◆ WORK TASK 1 ◆
Return the part of the court opinion running from "Plaintiff has appealed" up to and including "ready for trial.", copied word for word.
◆ WORK TASK 2 ◆
Answer these questions using the court opinion, and mark each answer with the same letter:
(a) On what date was the complaint filed?
(b) How many reasons not to terminate the case does the plaintiff's motion list?
(c) Under the principle cited as long established in Pennsylvania, which party should bear the risk of not acting within a reasonable time?
◆ WORK TASK 3 ◆
Please continue the court opinion on terminating the case for inactivity, beginning after its last sentence.
---------- GIVEN PASSAGE ----------
Plaintiff has appealed from our order entered November 28, 1994, in the above-captioned matter which terminated the case due to inactivity pursuant to B.|l.C.P. 1901 and Pa.R.J.A. 1901. This opinion is in support of our order pursuant to Pa.R.A.P. §1925.
In the case sub judice, there has been no docket activity from the time the complaint was filed on August 4, 1992, until notice of termination was served by the prothonotary on August 22, 1994.
Plaintiff’s motion requesting this honorable court to fix a hearing on whether the case should be terminated lists five reasons not to terminate the case.
“(1) Discovery is not complete.
“(2) The case is not ready for trial.
“(3) Neither party has been prejudiced by the delay in this matter.
“(4) Defendant filed his answer and new matter on or after October 11, 1994 in response to plaintiff’s notice of entry of default judgment.
*166“(5) Plaintiff filed a timely reply to defendant’s new matter.”
The court finds all of these reasons to be insufficient.
B.R.C.P. 1901 (which is consistent with and substantially similar to Pa.RJ.A. 1901) states, in relevant part:
“(a) All civil cases, other than support and eminent domain proceedings, which remain open on the dockets of the prothonotary and in which there is reflected no activity for a period of at least two years prior thereto ..., shall be listed by the prothonotary for the next available civil argument court after notice of termination is given.”
Since there has been no activity reflected in the docket in over two years, the case must be terminated pursuant to B.R.C.P. 1901 and Pa.RJ.A. 1901.
Rule 1901 “is intended to eliminate from the judicial system those stale claims which have apparently been abandoned or resolved by the parties without any entry on the court’s docket. ” (emphasis added) Taylor v. Oxford Land Inc., 338 Pa. Super. 609, 613, 488 A.2d 59, 61-62 (1985). The purpose of local rules of court providing for termination of an action with prejudice to the party failing to prosecute is “to protect our trial courts from being burdened by stale claims.” Wurster v. Peters, 318 Pa. Super. 46, 50, 464 A.2d 510, 512 (1983).
In Pennsylvania, “it has long been established that the duty is on the plaintiff to proceed with the cause of action and the plaintiff, not the defendant, should bear the risk of not acting within a reasonable time.” Penn Piping v. Insurance Company of North America, 529 Pa. 350, 603 A.2d 1006 (1992); Kennedy v. The Bulletin Company, 237 Pa. Super. 66, 346 A.2d 343 (1975); Metz Contracting *167Inc. v. Riverwood Builders Inc., 360 Pa. Super. 445, 520 A.2d 891 (1987), allocatur denied, 515 Pa. 623, 531 A.2d 431 (1987).
---------- DATA EXCERPTS ----------
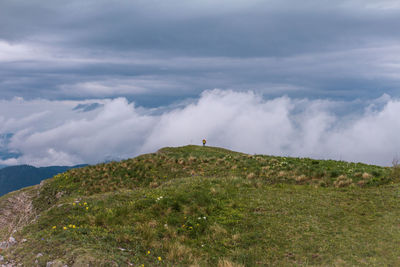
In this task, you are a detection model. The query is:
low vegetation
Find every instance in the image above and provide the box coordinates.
[0,146,400,266]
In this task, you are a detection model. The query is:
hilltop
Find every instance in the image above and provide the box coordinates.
[0,146,400,266]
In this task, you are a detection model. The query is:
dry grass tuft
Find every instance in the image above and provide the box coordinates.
[247,172,256,179]
[167,243,193,262]
[295,174,308,183]
[362,172,372,179]
[217,259,244,267]
[333,175,353,187]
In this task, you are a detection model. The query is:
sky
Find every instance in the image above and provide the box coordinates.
----------
◆ RESPONSE AREA 1 ◆
Plaintiff has appealed from our order entered November 28, 1994, in the above-captioned matter which terminated the case due to inactivity pursuant to B.|l.C.P. 1901 and Pa.R.J.A. 1901. This opinion is in support of our order pursuant to Pa.R.A.P. §1925.
In the case sub judice, there has been no docket activity from the time the complaint was filed on August 4, 1992, until notice of termination was served by the prothonotary on August 22, 1994.
Plaintiff’s motion requesting this honorable court to fix a hearing on whether the case should be terminated lists five reasons not to terminate the case.
“(1) Discovery is not complete.
“(2) The case is not ready for trial.

◆ RESPONSE AREA 2 ◆
(a) August 4, 1992
(b) Five
(c) The plaintiff

◆ RESPONSE AREA 3 ◆
Further support for termination of the case sub judice is found in Roseman v. Hospital of the University of Pennsylvania, 377 Pa. Super. 409, 547 A.2d 751 (1988). In Roseman, the plaintiff’s decedent died in defendant hospital in 1978 as a result of contaminated saline solution used during neurosurgery. It was 11 years, however, before the patient’s executor proceeded to trial. The Superior Court ruled that the delay “showed lack of due diligence without any compelling reason, prejudiced hospital, and justified non pros judgment ... even though case [had] started in arbitration, and even though executor had changed attorneys; docket reflected no activity for a period in excess of two years at one point.... ” Id. at 410, 547 A.2d at 752. (emphasis added)
Such inactivity, in a jurisdiction (Philadelphia County) having similar local rules to Berks County regarding termination of inactive cases, was held sufficient to justify termination. Penn Piping, supra, stands conclusively for this proposition. The Pennsylvania Supreme Court stated that where there has been a delay of two or more years “the delay will be presumed prejudicial for purposes of any proceeding to dismiss for lack of activity on the docket.” Id. at 356, 603 A.2d at 1009.
Since the three elements of the Penn Piping test have been met, lack of due diligence on the part of the plaintiff in failing to proceed with reasonable promptitude, no compelling reason for the delay, and a delay in excess of two years, we find our order to have been proper.